-- start of Data provided --

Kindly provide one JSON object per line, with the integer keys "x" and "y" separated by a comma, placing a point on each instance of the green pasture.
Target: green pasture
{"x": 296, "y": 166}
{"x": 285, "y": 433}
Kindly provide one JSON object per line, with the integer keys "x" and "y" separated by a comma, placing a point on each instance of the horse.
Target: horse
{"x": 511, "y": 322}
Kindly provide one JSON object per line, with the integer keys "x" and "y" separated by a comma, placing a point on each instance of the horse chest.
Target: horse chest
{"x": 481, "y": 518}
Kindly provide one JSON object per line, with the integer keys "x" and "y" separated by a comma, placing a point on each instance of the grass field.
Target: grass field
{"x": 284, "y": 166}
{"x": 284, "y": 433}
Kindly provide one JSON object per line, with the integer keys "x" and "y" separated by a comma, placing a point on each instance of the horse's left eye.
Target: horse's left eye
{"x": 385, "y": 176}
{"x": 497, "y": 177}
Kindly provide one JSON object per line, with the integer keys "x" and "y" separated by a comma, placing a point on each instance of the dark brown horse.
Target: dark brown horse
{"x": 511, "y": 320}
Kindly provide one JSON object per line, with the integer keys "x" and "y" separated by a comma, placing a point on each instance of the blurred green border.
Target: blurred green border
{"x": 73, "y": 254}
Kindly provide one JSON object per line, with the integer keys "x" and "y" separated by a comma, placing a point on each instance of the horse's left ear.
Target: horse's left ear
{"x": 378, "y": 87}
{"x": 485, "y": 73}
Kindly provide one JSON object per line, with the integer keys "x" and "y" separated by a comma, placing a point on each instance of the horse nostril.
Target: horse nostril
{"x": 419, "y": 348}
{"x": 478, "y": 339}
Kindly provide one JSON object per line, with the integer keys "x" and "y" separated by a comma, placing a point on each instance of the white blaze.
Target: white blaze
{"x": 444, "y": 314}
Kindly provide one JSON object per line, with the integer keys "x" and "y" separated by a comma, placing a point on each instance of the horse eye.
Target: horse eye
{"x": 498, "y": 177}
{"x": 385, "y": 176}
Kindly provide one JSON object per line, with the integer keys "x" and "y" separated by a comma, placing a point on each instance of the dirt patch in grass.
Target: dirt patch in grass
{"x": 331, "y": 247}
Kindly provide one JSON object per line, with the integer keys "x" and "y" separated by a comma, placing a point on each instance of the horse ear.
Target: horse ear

-- end of Data provided --

Problem details
Retype all of the data shown above, word for word.

Solution for this problem
Kindly provide one JSON object per line, with the integer keys "x" and "y" separated by a comma, placing a point on each instance of the green pasture.
Target: green pasture
{"x": 296, "y": 166}
{"x": 285, "y": 433}
Kindly provide one JSON object per line, with the integer keys "x" and "y" separated by a comma, placing a point on each instance of the horse.
Target: horse
{"x": 511, "y": 322}
Kindly provide one JSON object per line, with the integer keys "x" and "y" separated by a comma, placing a point on each instance of the horse chest.
Target: horse chest
{"x": 481, "y": 518}
Kindly provide one JSON object per line, with the integer keys "x" and "y" separated by a comma, placing a point on each instance of the grass field.
Target: grass field
{"x": 284, "y": 166}
{"x": 284, "y": 433}
Kindly provide one JSON object per line, with the integer keys "x" and "y" separated by a comma, placing a point on each instance of the horse's left eye.
Target: horse's left eye
{"x": 385, "y": 176}
{"x": 497, "y": 177}
Kindly provide one JSON object per line, with the integer keys "x" and "y" separated by a comma, placing a point on each instance of the dark brown horse.
Target: dark brown horse
{"x": 511, "y": 320}
Kindly provide one JSON object per line, with the integer keys "x" and "y" separated by a comma, placing a point on each instance of the blurred green border.
Target: blurred green border
{"x": 73, "y": 254}
Kindly provide one JSON object per line, with the integer keys "x" and "y" separated by a comma, placing a point on each instance of the horse's left ear.
Target: horse's left ear
{"x": 378, "y": 87}
{"x": 485, "y": 73}
Kindly provide one JSON object per line, with the integer keys "x" and "y" separated by a comma, placing a point on each instance of the horse nostril.
Target: horse nostril
{"x": 419, "y": 348}
{"x": 478, "y": 339}
Kindly provide one JSON object per line, with the integer keys "x" and "y" separated by a comma, placing a point on each instance of the white blaze.
Target: white blaze
{"x": 444, "y": 314}
Kindly provide one JSON object per line, with the integer keys "x" and "y" separated by a comma, placing a point on each instance of the horse eye.
Target: horse eye
{"x": 498, "y": 177}
{"x": 385, "y": 176}
Kindly provide one JSON object per line, with the integer keys "x" and "y" separated by a comma, placing a point on each instance of the dirt patch in grass.
Target: dirt patch in grass
{"x": 331, "y": 247}
Kindly provide one JSON object per line, with the integer keys "x" and "y" separated by a comma, placing a point on each instance of the horse ear.
Target: horse ear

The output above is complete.